What you need to do
Reproduce each of the following rows verbatim, without altering any character.
── Raw records ──
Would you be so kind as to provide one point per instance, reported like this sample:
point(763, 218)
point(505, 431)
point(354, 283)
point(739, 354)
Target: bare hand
───
Written reply
Would you be so kind as to provide one point per instance, reported like this sample:
point(763, 218)
point(505, 431)
point(354, 283)
point(739, 354)
Target: bare hand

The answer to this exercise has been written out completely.